**Tarefa breve 1**
Responda com base no artigo:
(a) Segundo o artigo, em que ano foi aprendido na escola o termo “risorius de santorini”?
(b) Das mais de cem fotos da edição do jornal mencionada, quantas mostram alguém sem exibir sorrisos banais e vazios?
(c) Em cerca de quantas fotos aparece o global famoso citado no artigo?

**Artigo**

═══

Frederico Mendonça de Oliveira
Ei, você! Vá sorrir pra você mesmo no espelho, bobão! Vamos parar com essa ditadura de sorrisos imbecis a torto e a direito? Será que ninguém tem mais cara, cacete, só tem dentadura alva colgate e alvar para ficar jogando na cara de todos? Já se vão anos que essa estupidez generalizada e instituída vem incomodando quem ainda tem miolos dentro da cabeça. Lembro de uma edição de um jornal que faz anualmente uma festa que destaca os melhores da cidade em todas as atividades. De mais de cem fotos, umas cinco apenas mostram alguém sem exibir sorrisos banais e vazios. Mostrar os dentes virou a forma de todos se exibirem felizes como uma mistura de coisa com coisa nenhuma. Em outro evento nesse mesmo local, em Minas, um global famoso – vazio como um penico pendurado em porta de armazém de secos e molhados na década de 50 – aparece em cerca de cem fotos. Em todas, exibe a mesma fuça estúpida e um sorriso abotoado nela como se tivesse congelado os músculos chamados “risorius de santorini” (essa eu aprendi na escola, em 1958), responsáveis por arreganhar os lábios e mostrar a mobília dental. Parecia um boneco de cera posto ali, e as moçoilas e senhoras – e até alguns valetes meio pra bibões – fizeram extensa fila para posar ao lado do bonecão. E o mais interessante é que isso é a realidade hoje: sorrisos, sorrisos, sorrisos, todos sorrindo, todos de dentes perfeitos sorrindo com suas canjicas incrivelmente saudáveis – e um vazio de cabaça naquilo que deveria abrigar um cérebro capaz de pensar, não de apenas obedecer e sorrir, sorrir e obedecer. Enter.

═══

**Dados fornecidos**
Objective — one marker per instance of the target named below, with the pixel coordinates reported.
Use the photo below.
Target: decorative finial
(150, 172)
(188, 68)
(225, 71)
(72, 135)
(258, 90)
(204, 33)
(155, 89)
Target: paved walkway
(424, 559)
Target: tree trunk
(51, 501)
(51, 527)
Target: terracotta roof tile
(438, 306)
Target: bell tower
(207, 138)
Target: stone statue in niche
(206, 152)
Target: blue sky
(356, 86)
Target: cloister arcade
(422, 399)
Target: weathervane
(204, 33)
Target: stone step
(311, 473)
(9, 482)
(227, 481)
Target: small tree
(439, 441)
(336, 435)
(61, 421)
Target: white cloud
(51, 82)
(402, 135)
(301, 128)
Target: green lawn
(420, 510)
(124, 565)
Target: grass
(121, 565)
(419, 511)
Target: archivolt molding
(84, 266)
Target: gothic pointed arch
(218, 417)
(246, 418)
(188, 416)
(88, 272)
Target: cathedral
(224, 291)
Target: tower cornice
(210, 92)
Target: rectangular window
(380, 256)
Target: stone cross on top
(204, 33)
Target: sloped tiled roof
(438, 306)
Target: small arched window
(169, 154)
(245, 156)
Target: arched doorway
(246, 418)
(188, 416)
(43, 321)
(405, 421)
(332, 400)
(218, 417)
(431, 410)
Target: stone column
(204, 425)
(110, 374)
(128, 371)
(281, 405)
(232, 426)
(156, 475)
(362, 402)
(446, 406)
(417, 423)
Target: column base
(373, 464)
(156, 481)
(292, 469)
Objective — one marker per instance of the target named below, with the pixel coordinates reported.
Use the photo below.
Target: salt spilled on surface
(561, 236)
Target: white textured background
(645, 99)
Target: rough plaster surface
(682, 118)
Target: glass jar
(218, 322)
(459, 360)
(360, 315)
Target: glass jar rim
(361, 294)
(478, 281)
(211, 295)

═══

**Tarefa breve 2**
Colete todas as linhas da listagem que contêm a palavra "surface".

**Resultado 1**
(a) Em 1958.
(b) Apenas umas cinco.
(c) Em cerca de cem fotos.

**Resultado 2**
Target: salt spilled on surface
Target: rough plaster surface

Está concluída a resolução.